Coordinate annotation entries
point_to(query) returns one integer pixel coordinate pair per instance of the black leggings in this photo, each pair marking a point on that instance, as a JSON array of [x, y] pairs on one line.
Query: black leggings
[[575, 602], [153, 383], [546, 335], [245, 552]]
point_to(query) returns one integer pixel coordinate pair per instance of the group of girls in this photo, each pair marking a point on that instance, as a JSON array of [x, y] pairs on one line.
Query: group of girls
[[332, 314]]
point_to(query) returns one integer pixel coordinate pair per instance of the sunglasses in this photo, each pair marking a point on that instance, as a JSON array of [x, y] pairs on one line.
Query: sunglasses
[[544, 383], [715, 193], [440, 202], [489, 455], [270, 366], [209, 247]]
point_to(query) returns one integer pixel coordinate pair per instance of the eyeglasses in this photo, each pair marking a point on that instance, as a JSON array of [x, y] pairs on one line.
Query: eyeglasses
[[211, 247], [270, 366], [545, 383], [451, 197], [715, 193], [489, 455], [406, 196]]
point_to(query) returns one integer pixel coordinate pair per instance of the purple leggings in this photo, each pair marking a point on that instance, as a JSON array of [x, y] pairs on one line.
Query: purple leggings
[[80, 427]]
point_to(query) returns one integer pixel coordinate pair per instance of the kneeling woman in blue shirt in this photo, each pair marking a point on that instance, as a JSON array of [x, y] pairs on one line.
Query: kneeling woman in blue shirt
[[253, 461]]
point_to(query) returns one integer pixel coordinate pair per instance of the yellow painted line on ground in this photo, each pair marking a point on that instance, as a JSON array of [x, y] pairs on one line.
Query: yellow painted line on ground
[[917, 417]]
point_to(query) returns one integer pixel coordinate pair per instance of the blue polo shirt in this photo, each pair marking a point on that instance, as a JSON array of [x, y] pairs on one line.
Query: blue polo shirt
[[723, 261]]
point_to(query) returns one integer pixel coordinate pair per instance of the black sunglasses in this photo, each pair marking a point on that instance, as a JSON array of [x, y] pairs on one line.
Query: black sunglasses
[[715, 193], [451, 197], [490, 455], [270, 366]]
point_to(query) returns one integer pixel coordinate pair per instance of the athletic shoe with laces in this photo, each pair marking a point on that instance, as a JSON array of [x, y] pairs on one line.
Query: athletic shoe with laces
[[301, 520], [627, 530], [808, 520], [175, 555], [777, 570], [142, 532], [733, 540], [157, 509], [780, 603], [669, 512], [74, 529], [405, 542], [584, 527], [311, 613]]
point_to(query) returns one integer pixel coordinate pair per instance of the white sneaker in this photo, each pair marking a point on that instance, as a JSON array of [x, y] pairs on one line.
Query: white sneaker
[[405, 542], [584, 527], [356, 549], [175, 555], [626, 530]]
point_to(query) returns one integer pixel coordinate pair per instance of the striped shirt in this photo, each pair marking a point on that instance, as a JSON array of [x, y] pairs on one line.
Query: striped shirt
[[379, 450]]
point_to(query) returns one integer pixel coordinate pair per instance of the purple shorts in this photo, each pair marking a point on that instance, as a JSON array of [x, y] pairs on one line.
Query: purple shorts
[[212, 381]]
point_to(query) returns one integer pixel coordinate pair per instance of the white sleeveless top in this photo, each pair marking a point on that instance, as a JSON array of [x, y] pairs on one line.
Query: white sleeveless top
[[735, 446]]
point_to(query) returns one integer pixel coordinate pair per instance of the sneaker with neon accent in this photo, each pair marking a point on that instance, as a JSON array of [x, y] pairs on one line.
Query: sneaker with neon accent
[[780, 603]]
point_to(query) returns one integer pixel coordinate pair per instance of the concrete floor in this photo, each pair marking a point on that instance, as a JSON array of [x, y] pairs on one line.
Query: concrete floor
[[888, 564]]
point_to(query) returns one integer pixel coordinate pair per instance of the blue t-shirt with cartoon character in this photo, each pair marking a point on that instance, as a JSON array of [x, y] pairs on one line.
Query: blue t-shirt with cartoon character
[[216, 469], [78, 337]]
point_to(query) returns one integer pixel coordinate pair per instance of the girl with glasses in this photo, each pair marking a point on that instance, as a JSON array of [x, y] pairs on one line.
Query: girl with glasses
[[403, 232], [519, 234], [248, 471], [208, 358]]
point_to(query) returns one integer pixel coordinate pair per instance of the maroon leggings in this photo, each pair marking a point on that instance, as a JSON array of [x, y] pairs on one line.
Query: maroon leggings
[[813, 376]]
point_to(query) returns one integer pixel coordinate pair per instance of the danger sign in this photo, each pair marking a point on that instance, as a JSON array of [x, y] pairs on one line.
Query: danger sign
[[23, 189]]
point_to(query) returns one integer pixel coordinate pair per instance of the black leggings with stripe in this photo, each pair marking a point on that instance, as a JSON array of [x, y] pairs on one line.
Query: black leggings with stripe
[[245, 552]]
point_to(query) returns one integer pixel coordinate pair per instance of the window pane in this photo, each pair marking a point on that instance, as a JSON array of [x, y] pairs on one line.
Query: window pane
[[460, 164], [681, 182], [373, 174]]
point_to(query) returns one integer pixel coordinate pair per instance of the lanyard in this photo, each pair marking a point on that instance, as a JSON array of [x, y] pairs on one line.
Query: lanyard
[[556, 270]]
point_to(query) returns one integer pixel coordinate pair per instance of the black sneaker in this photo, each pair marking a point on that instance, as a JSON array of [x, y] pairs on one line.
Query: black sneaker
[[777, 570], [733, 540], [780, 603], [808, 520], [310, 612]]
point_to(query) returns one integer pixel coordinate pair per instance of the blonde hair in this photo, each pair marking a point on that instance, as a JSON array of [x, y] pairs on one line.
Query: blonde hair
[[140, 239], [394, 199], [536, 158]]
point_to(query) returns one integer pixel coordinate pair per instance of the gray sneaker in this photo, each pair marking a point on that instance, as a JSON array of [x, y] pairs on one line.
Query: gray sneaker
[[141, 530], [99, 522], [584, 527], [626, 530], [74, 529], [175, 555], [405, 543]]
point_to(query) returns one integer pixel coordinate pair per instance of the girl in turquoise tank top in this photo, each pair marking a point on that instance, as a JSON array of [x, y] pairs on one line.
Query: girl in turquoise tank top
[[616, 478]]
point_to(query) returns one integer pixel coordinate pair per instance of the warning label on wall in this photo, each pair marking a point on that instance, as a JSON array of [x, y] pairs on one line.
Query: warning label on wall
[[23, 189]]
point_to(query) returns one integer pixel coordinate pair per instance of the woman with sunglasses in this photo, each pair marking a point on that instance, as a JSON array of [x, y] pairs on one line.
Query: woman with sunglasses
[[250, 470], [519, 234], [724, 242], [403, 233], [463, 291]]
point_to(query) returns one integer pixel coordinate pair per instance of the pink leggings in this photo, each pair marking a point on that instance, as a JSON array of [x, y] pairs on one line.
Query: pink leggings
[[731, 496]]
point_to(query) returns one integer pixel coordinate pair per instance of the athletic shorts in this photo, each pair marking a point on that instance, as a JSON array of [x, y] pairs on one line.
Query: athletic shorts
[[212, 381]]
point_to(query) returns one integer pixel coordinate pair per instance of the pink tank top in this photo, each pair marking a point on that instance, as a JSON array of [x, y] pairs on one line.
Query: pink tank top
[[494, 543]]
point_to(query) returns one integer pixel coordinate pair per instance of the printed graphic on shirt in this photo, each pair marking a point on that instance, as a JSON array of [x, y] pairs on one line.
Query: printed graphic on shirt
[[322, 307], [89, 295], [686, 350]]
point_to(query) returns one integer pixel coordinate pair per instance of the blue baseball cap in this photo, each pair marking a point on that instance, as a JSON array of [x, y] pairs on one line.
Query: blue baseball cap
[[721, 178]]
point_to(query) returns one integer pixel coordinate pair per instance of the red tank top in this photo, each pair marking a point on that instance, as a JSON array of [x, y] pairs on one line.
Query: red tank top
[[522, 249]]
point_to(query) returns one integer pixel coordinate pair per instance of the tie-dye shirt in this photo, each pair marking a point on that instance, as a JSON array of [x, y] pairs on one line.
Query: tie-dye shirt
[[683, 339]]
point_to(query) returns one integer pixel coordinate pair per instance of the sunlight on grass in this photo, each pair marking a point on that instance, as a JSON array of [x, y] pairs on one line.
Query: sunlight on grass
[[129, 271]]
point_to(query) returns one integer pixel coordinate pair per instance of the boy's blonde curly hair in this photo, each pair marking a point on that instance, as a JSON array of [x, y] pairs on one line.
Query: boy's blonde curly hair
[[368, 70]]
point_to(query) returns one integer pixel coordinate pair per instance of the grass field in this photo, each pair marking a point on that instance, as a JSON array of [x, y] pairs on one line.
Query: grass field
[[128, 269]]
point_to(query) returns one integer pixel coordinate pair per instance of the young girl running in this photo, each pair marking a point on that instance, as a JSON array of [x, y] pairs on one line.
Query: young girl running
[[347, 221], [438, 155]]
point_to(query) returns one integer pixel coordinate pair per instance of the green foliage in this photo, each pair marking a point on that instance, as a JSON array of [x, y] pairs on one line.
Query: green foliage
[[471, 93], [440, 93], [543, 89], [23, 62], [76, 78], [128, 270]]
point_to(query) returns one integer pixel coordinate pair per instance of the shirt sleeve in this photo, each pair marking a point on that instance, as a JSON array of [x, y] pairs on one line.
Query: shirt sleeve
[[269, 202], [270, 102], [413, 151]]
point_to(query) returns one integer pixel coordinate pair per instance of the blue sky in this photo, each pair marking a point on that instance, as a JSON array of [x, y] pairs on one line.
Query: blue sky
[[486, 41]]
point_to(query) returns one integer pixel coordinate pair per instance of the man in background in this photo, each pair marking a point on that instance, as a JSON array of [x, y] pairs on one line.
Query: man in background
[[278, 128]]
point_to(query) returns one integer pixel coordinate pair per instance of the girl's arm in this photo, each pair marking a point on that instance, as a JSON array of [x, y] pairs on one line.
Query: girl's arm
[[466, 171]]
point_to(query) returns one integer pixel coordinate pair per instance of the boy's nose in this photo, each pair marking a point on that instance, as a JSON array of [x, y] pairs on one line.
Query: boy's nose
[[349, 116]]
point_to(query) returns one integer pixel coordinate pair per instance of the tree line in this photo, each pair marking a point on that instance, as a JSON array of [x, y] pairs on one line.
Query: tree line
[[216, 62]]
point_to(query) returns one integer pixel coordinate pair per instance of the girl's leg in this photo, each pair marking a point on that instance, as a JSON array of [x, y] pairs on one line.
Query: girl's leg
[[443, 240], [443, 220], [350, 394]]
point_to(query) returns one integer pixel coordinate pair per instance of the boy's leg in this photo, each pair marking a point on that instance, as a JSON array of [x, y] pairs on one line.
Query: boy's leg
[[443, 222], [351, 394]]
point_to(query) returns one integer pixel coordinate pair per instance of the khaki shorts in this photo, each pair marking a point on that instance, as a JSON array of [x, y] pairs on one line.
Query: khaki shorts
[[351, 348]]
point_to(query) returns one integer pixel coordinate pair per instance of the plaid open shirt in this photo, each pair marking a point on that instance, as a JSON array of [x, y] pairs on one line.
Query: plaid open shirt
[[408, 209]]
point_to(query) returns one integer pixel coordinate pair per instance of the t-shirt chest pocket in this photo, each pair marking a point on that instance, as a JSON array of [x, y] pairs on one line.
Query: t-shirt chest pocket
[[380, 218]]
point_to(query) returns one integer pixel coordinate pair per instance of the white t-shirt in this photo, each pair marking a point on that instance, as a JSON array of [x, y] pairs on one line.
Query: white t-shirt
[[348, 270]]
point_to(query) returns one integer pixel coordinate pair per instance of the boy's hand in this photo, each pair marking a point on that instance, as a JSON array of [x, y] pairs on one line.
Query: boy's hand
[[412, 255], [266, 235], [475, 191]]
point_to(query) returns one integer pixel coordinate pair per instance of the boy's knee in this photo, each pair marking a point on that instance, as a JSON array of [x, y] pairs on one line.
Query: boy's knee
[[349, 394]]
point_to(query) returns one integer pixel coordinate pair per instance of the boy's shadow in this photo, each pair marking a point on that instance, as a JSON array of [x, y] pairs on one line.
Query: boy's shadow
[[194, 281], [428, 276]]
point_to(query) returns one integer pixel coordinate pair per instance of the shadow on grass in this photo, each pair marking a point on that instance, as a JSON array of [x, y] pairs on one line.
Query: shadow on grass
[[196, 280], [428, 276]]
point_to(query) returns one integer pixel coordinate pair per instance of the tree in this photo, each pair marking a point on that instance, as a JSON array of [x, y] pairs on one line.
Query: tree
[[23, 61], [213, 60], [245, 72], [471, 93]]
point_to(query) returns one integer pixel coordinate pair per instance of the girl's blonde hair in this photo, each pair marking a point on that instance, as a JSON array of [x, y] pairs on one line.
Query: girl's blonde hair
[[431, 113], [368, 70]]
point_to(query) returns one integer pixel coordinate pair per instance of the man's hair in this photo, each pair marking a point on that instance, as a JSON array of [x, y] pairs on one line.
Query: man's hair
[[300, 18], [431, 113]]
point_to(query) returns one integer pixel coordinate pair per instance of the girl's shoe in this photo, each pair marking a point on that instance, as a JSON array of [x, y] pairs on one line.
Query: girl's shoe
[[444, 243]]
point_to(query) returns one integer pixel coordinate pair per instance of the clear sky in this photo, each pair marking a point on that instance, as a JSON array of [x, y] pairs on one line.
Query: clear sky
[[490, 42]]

» **TO DO**: Reproduce, word for word, the rows starting at the line that contains "the boy's hand" and ending at the line that contains "[[349, 394]]", including both of those lines.

» **SOLUTION TO THIS PROBLEM**:
point_to(query) returns one integer pixel coordinate pair per instance of the boy's hand in this photo, each pair marking a point on that instance, as a JSON array of [x, y] pairs on one line.
Query: boy's hand
[[412, 255], [266, 235], [475, 191]]
point_to(query) returns one integer pixel coordinate pair per instance of the boy's knee in this photo, each pair marking a point on that instance, as a JSON array of [x, y] pairs on one line.
Query: boy's knee
[[349, 394]]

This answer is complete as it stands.